Records provided:

--- Start ---

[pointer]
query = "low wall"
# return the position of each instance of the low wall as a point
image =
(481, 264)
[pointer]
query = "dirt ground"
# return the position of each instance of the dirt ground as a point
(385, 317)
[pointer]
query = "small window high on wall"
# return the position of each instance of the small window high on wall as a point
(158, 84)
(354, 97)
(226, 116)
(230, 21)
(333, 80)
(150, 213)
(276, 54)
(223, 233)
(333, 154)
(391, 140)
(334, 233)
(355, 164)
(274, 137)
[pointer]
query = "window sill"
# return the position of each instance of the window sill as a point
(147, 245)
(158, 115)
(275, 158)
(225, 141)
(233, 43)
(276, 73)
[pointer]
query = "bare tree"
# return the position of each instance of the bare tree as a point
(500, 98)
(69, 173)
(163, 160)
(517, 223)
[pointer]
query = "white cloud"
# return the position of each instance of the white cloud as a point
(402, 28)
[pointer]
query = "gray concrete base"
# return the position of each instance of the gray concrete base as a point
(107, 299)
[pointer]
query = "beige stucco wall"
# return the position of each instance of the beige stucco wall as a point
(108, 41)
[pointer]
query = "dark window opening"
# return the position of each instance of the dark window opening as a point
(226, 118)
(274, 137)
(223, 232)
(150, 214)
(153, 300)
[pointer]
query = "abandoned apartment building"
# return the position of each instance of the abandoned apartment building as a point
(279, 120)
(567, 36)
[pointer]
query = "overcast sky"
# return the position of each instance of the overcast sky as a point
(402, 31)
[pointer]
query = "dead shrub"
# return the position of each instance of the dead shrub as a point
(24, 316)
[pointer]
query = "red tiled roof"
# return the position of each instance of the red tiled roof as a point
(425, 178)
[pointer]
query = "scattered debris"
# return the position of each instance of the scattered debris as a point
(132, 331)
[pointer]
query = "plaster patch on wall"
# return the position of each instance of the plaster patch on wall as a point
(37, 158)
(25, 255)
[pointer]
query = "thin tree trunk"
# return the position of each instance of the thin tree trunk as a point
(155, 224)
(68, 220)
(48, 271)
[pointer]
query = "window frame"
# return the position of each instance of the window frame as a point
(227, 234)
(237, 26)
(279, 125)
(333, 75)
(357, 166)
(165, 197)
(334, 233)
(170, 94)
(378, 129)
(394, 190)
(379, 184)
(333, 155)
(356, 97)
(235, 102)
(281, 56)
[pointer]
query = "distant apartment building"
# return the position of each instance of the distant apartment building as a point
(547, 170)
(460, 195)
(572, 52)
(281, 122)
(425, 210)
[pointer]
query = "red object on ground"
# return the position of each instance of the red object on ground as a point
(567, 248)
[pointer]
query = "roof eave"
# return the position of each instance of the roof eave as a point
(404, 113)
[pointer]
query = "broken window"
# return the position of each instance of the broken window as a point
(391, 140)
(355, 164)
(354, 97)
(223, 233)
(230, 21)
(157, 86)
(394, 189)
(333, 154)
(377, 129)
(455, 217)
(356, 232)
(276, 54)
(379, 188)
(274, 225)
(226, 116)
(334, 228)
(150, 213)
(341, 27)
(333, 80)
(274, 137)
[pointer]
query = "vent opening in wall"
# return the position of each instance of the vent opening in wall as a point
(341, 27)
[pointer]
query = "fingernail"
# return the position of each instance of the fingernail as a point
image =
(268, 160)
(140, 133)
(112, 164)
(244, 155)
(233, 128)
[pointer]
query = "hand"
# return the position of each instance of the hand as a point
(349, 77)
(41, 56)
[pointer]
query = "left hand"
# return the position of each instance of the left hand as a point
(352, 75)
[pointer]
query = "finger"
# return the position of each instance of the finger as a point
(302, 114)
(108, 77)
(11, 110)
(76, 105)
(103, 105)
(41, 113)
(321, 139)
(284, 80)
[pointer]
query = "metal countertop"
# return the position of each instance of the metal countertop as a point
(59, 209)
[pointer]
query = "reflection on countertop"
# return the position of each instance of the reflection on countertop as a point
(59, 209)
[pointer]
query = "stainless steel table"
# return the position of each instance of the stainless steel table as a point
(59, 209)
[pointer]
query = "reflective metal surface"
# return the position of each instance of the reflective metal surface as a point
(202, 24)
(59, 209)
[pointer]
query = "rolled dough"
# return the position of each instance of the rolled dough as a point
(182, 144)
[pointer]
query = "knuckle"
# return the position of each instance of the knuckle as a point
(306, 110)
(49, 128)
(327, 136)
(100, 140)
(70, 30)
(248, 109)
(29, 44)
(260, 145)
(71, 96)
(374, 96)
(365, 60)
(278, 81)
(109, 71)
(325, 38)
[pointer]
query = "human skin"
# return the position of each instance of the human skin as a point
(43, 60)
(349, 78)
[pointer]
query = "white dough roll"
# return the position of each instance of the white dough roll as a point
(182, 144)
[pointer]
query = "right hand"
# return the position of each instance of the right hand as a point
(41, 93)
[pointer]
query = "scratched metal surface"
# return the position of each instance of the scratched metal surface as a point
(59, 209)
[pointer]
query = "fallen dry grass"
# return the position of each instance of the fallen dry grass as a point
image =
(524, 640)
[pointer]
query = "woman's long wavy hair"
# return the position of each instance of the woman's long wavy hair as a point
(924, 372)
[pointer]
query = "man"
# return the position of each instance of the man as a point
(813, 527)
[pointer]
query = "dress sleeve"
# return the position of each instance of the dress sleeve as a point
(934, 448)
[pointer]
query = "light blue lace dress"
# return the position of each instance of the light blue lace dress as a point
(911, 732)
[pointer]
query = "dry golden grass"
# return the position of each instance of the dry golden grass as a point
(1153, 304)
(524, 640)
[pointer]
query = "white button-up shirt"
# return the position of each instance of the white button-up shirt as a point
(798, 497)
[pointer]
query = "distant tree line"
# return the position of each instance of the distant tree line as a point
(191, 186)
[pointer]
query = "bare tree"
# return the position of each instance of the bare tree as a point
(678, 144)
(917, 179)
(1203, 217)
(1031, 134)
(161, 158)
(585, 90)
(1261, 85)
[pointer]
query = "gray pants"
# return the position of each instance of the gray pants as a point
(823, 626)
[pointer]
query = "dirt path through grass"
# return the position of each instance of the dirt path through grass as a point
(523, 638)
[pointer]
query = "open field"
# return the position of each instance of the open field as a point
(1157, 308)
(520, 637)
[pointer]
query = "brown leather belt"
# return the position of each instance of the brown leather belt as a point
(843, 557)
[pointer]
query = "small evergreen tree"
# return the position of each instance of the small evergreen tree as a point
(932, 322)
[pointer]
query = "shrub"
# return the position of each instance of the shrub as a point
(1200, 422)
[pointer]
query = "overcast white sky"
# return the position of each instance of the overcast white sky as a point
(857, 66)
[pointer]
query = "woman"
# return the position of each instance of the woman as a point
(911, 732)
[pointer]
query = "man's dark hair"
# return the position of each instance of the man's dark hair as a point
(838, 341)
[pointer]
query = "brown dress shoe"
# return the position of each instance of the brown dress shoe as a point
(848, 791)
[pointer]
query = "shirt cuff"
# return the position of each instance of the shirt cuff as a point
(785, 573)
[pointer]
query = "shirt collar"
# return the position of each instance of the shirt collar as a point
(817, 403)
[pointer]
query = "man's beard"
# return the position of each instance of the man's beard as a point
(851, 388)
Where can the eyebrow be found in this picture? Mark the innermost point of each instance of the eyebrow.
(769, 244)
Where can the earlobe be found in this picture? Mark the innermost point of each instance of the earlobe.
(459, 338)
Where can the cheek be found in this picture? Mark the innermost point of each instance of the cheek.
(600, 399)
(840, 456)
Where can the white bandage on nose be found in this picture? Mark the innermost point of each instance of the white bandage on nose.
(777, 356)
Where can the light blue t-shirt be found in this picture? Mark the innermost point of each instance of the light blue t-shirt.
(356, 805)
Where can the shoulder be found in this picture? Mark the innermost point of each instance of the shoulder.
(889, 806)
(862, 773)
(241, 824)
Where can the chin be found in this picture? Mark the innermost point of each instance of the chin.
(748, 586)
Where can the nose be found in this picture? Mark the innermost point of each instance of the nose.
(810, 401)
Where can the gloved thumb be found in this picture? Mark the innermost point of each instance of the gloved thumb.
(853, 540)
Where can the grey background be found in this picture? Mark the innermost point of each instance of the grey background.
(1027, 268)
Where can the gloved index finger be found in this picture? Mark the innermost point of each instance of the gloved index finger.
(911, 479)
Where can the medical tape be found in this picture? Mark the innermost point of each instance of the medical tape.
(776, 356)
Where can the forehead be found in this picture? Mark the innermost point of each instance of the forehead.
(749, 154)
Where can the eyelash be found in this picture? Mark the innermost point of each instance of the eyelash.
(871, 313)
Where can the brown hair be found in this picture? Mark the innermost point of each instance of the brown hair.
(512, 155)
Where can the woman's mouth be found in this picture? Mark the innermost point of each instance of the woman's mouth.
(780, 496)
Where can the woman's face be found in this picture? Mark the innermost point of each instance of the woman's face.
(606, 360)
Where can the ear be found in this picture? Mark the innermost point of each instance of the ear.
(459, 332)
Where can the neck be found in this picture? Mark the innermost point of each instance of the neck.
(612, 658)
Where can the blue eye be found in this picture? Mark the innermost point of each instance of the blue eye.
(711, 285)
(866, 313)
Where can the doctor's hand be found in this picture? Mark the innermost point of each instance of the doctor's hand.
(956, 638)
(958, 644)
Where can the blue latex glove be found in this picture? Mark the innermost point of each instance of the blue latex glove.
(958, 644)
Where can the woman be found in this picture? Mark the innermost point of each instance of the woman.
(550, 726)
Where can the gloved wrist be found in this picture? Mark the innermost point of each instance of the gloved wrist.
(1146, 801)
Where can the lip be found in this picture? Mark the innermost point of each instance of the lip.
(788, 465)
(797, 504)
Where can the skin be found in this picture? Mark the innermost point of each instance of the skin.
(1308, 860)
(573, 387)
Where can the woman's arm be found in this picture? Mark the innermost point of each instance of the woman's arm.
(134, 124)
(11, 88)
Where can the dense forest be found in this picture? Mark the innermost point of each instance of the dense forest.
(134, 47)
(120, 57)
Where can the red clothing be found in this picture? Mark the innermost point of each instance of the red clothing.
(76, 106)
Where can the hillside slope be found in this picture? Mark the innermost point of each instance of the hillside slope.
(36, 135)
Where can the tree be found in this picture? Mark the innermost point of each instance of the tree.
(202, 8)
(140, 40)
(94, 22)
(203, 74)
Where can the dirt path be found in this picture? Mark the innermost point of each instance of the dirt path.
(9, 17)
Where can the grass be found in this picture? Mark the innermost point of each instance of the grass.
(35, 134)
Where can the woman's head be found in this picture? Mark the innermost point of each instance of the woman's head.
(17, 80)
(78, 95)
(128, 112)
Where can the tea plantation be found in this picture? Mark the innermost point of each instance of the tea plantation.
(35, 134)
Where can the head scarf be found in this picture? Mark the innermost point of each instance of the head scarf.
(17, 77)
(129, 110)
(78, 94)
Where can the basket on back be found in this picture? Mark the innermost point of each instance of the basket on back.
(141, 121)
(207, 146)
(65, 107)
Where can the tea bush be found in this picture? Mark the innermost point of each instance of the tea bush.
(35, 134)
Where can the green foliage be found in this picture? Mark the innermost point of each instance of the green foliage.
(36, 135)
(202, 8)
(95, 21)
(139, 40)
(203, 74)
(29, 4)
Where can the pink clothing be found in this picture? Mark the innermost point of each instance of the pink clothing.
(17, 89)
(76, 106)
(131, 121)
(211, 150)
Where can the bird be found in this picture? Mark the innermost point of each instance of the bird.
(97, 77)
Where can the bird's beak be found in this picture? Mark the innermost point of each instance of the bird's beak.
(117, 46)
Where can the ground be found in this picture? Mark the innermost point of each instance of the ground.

--- End ---

Please rewrite the listing from the line containing "Where can the nose" through the line containing "(1027, 268)", swapping "gloved thumb" for "bare thumb" and leaving everything else as it is. Give only those lines.

Result:
Where can the nose be found in this picture? Mark the innermost point of each instance of the nose.
(810, 401)
Where can the bare thumb be found in this picture? Mark the innermost point of each instance of the bare thumb.
(853, 540)
Where can the grey background be found in this picture? Mark the innermost point of each instance of the grey background.
(1027, 268)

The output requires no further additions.